(Recorded data)
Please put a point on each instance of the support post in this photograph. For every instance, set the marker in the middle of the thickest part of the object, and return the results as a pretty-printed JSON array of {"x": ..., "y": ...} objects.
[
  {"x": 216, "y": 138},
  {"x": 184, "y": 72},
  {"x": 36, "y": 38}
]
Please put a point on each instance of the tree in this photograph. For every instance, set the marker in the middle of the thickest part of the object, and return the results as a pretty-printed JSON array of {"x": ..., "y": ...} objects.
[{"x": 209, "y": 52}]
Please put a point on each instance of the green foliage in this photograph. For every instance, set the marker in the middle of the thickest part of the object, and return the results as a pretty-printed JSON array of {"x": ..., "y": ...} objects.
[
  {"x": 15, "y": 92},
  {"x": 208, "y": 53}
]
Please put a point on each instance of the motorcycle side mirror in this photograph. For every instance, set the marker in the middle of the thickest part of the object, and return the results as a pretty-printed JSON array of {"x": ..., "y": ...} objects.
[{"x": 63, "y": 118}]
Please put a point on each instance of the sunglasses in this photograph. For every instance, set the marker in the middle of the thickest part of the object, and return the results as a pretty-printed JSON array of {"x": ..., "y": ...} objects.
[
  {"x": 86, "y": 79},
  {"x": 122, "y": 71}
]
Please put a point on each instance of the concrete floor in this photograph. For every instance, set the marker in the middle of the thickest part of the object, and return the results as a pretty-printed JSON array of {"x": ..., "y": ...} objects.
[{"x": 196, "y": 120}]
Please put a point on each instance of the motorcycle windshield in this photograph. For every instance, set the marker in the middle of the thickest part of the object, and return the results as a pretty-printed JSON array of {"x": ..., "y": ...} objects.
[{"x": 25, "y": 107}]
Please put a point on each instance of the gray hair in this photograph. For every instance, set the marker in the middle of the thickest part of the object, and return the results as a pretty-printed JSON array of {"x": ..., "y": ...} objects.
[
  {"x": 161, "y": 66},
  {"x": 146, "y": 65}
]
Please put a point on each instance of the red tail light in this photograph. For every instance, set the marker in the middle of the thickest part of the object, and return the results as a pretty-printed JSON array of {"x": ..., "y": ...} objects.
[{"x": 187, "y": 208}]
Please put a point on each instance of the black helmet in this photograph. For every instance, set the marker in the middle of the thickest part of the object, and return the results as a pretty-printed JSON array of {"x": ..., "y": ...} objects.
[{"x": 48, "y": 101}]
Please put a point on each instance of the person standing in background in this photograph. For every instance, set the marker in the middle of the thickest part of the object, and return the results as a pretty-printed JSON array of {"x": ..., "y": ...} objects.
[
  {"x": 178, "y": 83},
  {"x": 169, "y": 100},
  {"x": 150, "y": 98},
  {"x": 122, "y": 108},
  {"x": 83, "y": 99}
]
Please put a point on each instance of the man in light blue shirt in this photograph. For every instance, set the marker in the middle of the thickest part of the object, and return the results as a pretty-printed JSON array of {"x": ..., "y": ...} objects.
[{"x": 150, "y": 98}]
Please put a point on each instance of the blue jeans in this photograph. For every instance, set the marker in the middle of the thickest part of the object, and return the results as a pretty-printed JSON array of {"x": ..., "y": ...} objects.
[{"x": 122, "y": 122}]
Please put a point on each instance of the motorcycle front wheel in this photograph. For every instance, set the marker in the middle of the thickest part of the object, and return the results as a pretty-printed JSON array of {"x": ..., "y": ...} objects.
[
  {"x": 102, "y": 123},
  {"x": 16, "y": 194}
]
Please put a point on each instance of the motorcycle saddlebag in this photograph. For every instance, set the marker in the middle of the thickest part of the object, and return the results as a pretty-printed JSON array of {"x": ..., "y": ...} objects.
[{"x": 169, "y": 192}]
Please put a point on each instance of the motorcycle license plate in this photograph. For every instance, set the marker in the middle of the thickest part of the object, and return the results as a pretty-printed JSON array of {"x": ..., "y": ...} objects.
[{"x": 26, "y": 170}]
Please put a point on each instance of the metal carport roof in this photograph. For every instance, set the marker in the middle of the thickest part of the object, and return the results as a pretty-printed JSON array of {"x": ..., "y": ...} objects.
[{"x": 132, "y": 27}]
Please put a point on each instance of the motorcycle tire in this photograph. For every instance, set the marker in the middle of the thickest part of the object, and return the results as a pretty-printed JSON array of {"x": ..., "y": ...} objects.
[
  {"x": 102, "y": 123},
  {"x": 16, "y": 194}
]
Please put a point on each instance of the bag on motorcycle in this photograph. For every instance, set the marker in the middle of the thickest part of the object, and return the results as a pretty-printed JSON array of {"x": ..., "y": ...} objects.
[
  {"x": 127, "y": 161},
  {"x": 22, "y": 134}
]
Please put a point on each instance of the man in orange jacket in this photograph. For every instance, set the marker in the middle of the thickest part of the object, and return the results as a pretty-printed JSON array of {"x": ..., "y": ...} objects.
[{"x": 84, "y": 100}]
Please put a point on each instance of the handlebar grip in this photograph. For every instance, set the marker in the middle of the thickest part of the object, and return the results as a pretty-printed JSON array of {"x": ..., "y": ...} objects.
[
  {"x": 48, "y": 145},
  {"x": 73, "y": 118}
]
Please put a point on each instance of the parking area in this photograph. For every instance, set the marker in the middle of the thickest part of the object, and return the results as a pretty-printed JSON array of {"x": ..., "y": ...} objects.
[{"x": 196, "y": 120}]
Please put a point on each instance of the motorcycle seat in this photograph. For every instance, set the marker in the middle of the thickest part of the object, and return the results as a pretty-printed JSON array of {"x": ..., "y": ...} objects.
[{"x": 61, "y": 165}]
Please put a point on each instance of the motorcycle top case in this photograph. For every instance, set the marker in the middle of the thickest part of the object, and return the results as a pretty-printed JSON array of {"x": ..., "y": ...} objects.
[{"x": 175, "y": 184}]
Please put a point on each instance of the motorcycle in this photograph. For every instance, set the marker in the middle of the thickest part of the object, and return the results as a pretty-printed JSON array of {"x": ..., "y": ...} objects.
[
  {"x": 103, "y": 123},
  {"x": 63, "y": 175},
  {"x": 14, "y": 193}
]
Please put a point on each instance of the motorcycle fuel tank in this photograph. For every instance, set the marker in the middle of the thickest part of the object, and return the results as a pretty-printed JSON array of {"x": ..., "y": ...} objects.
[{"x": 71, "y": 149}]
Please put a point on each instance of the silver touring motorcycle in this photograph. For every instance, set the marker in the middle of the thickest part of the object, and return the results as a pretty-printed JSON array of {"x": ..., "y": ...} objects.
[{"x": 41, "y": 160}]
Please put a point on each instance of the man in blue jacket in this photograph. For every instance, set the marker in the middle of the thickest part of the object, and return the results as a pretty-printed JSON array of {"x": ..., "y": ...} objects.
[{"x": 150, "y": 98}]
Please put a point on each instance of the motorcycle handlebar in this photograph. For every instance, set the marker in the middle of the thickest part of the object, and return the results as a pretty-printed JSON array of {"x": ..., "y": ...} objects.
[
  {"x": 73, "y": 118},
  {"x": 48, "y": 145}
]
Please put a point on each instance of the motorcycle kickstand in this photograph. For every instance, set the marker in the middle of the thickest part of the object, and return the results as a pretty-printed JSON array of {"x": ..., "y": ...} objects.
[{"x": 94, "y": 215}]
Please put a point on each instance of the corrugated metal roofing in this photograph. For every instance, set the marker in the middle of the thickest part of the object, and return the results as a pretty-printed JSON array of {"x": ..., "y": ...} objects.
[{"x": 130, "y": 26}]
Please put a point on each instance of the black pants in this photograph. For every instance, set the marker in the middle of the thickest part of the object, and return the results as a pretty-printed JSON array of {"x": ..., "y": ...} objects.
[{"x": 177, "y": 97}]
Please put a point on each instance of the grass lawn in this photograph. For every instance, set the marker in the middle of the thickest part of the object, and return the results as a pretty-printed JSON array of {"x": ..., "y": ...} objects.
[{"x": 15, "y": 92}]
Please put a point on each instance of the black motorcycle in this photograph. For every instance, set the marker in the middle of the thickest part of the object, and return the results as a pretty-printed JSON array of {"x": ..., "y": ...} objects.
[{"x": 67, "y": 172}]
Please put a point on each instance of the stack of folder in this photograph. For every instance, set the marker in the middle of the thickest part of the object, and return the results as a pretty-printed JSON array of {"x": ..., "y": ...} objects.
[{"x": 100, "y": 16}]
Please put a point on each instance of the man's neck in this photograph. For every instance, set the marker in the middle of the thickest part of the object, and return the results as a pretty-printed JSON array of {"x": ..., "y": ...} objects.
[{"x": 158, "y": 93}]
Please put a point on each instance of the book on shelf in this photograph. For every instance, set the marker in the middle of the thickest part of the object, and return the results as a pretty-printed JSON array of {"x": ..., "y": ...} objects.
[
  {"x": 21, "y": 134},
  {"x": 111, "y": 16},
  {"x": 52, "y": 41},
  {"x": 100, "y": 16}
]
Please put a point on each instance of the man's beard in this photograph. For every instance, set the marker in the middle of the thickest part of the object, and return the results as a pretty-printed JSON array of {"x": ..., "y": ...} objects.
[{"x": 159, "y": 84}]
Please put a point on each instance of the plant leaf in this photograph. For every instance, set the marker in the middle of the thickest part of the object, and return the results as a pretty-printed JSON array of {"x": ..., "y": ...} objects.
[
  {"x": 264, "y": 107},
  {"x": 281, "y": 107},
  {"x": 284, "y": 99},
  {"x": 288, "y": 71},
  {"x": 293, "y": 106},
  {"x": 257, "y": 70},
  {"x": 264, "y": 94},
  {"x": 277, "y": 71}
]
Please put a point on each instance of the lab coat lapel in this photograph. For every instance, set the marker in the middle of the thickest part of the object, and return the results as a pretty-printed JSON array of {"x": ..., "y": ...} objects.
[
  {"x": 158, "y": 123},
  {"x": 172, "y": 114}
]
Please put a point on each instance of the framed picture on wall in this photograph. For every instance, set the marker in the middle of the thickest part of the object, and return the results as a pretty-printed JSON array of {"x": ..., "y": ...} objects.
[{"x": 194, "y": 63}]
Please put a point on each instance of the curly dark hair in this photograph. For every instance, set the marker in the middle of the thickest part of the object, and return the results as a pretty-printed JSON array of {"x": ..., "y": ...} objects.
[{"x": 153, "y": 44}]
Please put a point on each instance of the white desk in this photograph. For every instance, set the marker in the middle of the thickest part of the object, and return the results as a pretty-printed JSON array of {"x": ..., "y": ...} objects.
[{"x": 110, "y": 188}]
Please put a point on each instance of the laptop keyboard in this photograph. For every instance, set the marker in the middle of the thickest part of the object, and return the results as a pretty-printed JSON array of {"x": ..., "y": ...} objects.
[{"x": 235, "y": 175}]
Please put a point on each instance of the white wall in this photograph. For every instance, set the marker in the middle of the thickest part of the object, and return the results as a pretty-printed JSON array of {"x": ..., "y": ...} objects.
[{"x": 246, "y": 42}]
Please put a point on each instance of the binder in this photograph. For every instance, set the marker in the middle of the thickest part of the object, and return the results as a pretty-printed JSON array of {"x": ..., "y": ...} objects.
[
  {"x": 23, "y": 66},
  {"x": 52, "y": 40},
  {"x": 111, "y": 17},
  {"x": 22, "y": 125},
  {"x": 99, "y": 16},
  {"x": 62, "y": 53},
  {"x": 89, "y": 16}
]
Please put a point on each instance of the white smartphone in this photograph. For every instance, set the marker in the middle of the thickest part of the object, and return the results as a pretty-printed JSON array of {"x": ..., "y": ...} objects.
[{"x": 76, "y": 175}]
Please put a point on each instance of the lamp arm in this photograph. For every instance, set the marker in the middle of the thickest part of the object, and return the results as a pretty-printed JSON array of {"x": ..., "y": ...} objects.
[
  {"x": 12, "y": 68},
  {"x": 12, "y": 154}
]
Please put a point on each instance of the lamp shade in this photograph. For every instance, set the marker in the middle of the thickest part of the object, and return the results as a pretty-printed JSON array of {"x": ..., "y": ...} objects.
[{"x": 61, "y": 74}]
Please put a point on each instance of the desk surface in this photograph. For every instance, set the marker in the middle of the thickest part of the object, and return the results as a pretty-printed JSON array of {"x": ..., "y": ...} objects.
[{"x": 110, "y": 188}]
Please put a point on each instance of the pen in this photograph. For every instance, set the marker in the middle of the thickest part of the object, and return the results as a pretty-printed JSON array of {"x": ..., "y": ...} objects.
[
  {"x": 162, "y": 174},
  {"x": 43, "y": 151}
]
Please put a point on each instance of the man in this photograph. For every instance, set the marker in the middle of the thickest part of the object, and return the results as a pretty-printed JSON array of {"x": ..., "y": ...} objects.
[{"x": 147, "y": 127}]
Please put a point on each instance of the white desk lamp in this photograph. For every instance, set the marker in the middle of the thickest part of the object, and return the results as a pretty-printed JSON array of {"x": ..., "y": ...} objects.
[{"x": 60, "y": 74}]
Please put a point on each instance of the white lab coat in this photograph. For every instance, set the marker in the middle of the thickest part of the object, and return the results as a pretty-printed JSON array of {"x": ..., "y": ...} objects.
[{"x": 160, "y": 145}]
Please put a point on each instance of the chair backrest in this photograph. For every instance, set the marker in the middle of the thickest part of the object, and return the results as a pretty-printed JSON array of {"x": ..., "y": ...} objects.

- [PROBLEM DESCRIPTION]: Please make your reply exactly the lines from the one containing "Please put a point on each instance of the white lab" through the end of the entries above, and nothing more.

- [OUTPUT OF THE TASK]:
Please put a point on each instance of the white lab coat in this photograph. For every instance, set the marker in the middle of the thickest part of the object, and return the results as a pretty-printed JSON array of {"x": ..., "y": ...} objects.
[{"x": 160, "y": 145}]
Please put a point on each instance of the chair backrest in this photograph. For every instance, set the marker in the middle of the thickest part of the object, and return the results as a pretty-printed JSON array of {"x": ..., "y": ...} objects.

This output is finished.